* [WRITTEN INSTRUCTION]
Filter the rows below and copy out every line that contains the string "green", treating uppercase and lowercase letters as different.

* [RECORDS PROVIDED]

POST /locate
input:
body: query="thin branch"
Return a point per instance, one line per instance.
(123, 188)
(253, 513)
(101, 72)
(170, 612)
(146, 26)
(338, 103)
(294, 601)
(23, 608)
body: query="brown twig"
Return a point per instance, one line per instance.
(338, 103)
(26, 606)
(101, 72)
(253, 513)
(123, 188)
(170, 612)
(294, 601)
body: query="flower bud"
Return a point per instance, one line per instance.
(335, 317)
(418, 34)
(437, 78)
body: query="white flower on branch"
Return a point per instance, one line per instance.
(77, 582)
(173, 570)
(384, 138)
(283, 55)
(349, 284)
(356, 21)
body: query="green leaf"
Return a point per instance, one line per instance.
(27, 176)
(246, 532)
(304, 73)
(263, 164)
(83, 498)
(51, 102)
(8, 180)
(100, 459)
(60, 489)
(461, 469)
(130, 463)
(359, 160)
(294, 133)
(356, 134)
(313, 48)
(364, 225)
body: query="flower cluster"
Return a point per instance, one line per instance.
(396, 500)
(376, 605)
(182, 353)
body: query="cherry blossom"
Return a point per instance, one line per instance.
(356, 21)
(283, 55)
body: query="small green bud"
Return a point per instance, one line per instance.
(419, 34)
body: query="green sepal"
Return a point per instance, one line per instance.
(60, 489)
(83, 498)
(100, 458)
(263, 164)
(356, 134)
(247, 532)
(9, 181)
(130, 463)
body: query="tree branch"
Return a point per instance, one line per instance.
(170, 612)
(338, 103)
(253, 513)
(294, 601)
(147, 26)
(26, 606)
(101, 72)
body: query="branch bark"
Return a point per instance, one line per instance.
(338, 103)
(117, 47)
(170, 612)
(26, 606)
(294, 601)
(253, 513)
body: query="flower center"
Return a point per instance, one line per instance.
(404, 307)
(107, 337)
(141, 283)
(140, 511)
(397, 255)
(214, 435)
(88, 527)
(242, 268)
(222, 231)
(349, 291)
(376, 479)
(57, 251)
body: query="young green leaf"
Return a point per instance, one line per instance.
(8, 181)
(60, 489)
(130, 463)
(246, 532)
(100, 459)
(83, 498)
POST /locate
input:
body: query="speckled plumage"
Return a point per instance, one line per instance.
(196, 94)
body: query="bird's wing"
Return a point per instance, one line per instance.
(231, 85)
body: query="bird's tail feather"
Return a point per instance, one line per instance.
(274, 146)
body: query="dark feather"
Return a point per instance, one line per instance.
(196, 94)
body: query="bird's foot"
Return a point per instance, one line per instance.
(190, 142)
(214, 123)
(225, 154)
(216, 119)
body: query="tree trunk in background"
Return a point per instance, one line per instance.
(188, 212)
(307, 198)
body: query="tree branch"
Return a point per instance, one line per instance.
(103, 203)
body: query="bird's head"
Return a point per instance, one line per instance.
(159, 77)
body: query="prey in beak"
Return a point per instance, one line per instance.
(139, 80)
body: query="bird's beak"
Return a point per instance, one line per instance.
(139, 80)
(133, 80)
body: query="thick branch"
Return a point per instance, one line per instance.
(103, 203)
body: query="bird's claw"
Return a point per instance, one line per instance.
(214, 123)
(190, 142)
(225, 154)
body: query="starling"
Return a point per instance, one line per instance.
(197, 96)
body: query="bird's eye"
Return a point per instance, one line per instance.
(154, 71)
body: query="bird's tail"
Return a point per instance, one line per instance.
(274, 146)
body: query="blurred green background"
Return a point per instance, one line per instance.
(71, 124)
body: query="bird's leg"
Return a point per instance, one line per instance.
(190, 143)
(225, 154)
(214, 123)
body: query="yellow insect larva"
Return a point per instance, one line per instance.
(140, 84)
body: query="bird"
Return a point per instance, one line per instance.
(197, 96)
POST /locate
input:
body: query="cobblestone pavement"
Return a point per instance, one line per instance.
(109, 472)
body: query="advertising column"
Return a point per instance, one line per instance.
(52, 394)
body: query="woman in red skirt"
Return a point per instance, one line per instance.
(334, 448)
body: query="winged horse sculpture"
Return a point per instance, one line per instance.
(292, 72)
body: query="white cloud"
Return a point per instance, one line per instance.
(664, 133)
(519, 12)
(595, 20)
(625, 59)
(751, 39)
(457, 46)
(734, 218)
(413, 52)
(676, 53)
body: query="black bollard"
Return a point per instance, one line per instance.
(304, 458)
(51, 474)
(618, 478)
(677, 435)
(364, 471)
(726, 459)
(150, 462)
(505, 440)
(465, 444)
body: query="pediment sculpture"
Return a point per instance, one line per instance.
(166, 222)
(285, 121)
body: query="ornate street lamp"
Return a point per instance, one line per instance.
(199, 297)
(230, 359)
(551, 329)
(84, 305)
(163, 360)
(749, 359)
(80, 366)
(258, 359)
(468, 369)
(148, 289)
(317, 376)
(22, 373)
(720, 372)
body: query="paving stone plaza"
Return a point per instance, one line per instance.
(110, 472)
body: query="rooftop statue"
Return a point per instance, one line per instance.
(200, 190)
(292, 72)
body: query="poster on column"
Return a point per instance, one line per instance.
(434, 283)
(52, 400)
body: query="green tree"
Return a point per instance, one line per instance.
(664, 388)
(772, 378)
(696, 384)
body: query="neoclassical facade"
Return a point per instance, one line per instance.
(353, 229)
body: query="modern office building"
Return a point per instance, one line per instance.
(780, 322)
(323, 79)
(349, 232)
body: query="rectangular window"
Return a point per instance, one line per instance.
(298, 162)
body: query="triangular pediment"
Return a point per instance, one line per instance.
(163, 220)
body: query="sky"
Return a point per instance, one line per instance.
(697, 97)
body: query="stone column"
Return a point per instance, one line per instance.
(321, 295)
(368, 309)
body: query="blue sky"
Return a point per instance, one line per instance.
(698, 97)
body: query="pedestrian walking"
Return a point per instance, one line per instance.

* [ANSWER TO THE PROBLEM]
body: query="green leaf"
body: query="small green bud"
body: query="green sepal"
body: query="young green leaf"
body: query="blurred green background"
body: query="green tree"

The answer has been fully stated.